Output all the data exactly. Pictures do not belong in the copy.

"""

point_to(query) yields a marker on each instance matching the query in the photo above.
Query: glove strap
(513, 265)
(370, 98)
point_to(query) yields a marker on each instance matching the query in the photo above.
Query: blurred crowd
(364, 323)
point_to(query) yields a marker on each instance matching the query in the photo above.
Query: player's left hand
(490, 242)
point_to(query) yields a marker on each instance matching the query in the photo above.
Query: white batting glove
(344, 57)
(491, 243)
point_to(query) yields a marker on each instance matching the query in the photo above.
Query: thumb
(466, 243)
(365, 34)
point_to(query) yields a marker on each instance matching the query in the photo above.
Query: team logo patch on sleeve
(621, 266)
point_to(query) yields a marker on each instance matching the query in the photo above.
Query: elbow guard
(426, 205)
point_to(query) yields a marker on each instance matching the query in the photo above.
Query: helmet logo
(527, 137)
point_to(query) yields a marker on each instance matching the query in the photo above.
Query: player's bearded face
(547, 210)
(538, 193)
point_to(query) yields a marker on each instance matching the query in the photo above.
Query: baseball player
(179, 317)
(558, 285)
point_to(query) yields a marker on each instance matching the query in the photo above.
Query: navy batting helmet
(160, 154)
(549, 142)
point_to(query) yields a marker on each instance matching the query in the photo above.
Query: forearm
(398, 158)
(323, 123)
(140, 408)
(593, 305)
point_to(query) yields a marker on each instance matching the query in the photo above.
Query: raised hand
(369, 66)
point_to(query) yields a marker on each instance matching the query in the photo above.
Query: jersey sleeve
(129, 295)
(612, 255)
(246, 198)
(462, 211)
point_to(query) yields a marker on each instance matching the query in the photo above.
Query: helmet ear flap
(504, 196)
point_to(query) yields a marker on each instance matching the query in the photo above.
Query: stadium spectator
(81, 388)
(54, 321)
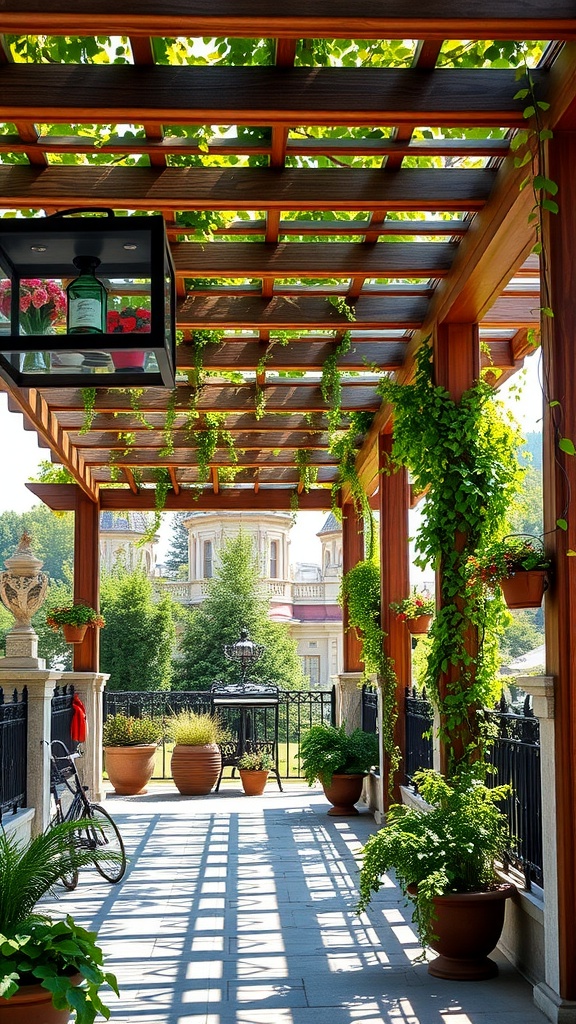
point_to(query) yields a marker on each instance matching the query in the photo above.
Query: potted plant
(196, 759)
(340, 762)
(443, 858)
(74, 620)
(416, 610)
(48, 968)
(254, 769)
(519, 564)
(130, 745)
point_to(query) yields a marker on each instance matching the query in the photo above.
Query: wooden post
(86, 576)
(456, 367)
(353, 552)
(395, 584)
(560, 502)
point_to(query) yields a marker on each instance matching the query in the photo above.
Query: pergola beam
(309, 18)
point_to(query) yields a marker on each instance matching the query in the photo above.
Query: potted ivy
(443, 857)
(74, 620)
(519, 564)
(48, 968)
(254, 769)
(416, 610)
(197, 760)
(340, 762)
(130, 745)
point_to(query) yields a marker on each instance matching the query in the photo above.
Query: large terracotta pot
(253, 782)
(130, 768)
(466, 929)
(343, 793)
(196, 769)
(525, 590)
(74, 634)
(419, 625)
(33, 1005)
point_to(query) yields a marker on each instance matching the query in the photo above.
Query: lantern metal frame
(128, 248)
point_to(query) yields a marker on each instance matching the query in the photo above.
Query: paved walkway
(241, 910)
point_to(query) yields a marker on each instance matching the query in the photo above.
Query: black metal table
(245, 699)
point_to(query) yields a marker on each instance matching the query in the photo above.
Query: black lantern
(86, 302)
(245, 652)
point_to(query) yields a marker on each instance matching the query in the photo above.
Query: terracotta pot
(130, 768)
(420, 624)
(253, 782)
(466, 929)
(74, 634)
(33, 1003)
(525, 589)
(196, 769)
(343, 793)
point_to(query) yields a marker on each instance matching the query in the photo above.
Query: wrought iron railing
(516, 755)
(369, 709)
(419, 717)
(13, 731)
(297, 711)
(62, 714)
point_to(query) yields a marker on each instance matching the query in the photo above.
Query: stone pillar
(348, 699)
(89, 687)
(546, 994)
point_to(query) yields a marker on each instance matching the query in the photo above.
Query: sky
(21, 456)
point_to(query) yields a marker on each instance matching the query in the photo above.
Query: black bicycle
(99, 832)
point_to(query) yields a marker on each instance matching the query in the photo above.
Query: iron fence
(62, 715)
(297, 711)
(516, 755)
(369, 709)
(419, 717)
(13, 731)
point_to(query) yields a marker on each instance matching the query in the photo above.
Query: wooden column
(353, 552)
(395, 583)
(456, 367)
(86, 576)
(560, 502)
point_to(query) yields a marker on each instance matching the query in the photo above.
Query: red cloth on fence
(79, 725)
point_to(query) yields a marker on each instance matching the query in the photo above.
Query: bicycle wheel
(69, 878)
(100, 833)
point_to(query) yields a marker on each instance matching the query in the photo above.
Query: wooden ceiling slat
(300, 259)
(247, 188)
(309, 18)
(261, 95)
(305, 311)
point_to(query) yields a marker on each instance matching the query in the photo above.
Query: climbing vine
(463, 456)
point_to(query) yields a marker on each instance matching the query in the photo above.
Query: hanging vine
(463, 456)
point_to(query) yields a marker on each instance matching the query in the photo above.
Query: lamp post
(245, 652)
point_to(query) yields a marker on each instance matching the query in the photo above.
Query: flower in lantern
(42, 305)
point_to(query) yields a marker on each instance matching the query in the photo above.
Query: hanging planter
(419, 625)
(525, 589)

"""

Answer to the exercise >>
point_to(query) yields a marker on each instance matching the query in the photo above.
Query: glove strap
(513, 265)
(370, 98)
point_to(query) yields a marker on each instance matching the query in the photo above.
Query: blurred crowd
(364, 323)
point_to(query) yields a marker on each instance matching the query in the photo above.
Query: player's left hand
(490, 242)
point_to(query) yields a marker on each instance matching the query in the photo above.
Query: white batting glove
(344, 57)
(491, 243)
point_to(query) yields a marker on each instance matching the query in the photo above.
Query: thumb
(466, 243)
(365, 34)
point_to(query) yields a marker on each instance matching the query in the photo above.
Query: team logo patch on sleeve
(621, 266)
point_to(query) yields a marker on each instance matching the query in the photo above.
Query: elbow guard
(426, 205)
point_to(query) yields a marker on each instance matching the query in the photo above.
Query: helmet logo
(527, 137)
point_to(query) yields a marker on each instance matching the query in the photo above.
Query: player's bearded face
(547, 210)
(538, 193)
point_to(query) yields a marker on each instance matching the query in the photo above.
Query: baseball player
(179, 317)
(558, 285)
point_to(query) yields a marker on each instance matching the query in the photo above.
Query: navy batting helmet
(160, 154)
(549, 142)
point_to(query) yields a marker on each instance matching the query in the photo above.
Query: forearm
(398, 158)
(323, 123)
(140, 408)
(593, 305)
point_to(query) yields a marker on each instance matching the query in the photo above.
Query: raised hand
(369, 66)
point_to(query) yields a marker on each instance matching the query in the photo above.
Query: jersey sleeve
(129, 295)
(612, 255)
(246, 198)
(462, 211)
point_to(query) yields a marker on each instance matching the query in the photo above.
Query: helmet ear flap
(504, 196)
point_to(query) yields a marker on each instance matching the query in the photo above.
Query: stadium spectator
(81, 388)
(54, 321)
point_to(query) yields a marker on each instance matching the query in the photo above.
Query: potted plant
(196, 759)
(340, 762)
(443, 858)
(74, 620)
(416, 610)
(48, 968)
(254, 769)
(519, 564)
(130, 745)
point_to(query) yields a marker on each instance matching the query in the photo above.
Query: wooden post
(86, 576)
(456, 367)
(353, 552)
(395, 584)
(560, 502)
point_to(query) yields a marker on each instance matching the query in the photo above.
Query: pergola beam
(309, 18)
point_to(query) yields a marker on each instance matching the query in the photo above.
Query: potted ivy
(443, 857)
(74, 620)
(519, 564)
(48, 968)
(254, 769)
(416, 610)
(197, 760)
(340, 762)
(130, 745)
point_to(query) yields a marker on each instance matching the query in the photo above.
Query: large terracotta pot
(253, 782)
(130, 768)
(466, 929)
(343, 793)
(196, 769)
(525, 590)
(74, 634)
(419, 625)
(33, 1005)
point_to(query) yields a marker on each instance matching the query in the photo above.
Query: lantern metal frame
(128, 248)
point_to(query) yields a marker on each instance matching the query in the photo above.
Query: paved walkway
(241, 910)
point_to(query) yields a marker on each instance matching the query in the photo above.
Query: black metal table
(245, 699)
point_to(query) yields a marker on each instance matching the query in the photo above.
Query: black lantern
(86, 302)
(245, 652)
point_to(query) yields a marker on each instance matching the query in the photo above.
Query: terracotta pot
(130, 768)
(420, 624)
(253, 782)
(466, 929)
(74, 634)
(33, 1003)
(525, 589)
(196, 769)
(343, 793)
point_to(query) yields a marker on each instance matching the query in the photo above.
Query: wrought iron railing
(516, 755)
(369, 709)
(419, 717)
(13, 731)
(297, 711)
(62, 714)
point_to(query) yields a marker on each instance matching the query in the photo above.
Query: stone pillar
(348, 699)
(89, 687)
(546, 994)
point_to(query) yields a marker on each instance matching the query in the photo above.
Query: sky
(21, 456)
point_to(query) yields a marker on each instance matching the query in the photo above.
Query: black bicycle
(99, 832)
point_to(query) yields a marker on each instance matching the query in the photo above.
Query: iron fence
(62, 715)
(297, 711)
(516, 755)
(369, 709)
(419, 717)
(13, 731)
point_to(query) yields a marker on each instance matching the query in the photo above.
Query: wooden column
(353, 552)
(395, 583)
(456, 367)
(86, 576)
(560, 502)
point_to(query) yields a marker on each instance matching the query in the photo above.
Query: red cloth on fence
(79, 725)
point_to(query) yields a marker on each instance matching the query in the photo above.
Query: bicycle wheel
(69, 878)
(100, 833)
point_to(query) yields a marker on each instance matching the query in the photo above.
Query: wooden ceiling slat
(300, 259)
(247, 188)
(309, 18)
(261, 95)
(305, 311)
point_to(query) yields a marker on each instance matching the query in the photo above.
Query: climbing vine
(463, 456)
point_to(query) yields a marker on each instance matching the query in the photo above.
Query: hanging vine
(463, 456)
point_to(query) yields a marker on each instance matching the query in the photo above.
Query: lamp post
(245, 652)
point_to(query) yields a marker on each instance matching the query in the photo above.
Query: flower in lantern
(42, 305)
point_to(query) yields a marker on each instance matching the query in the photo above.
Query: hanging planter
(419, 625)
(525, 589)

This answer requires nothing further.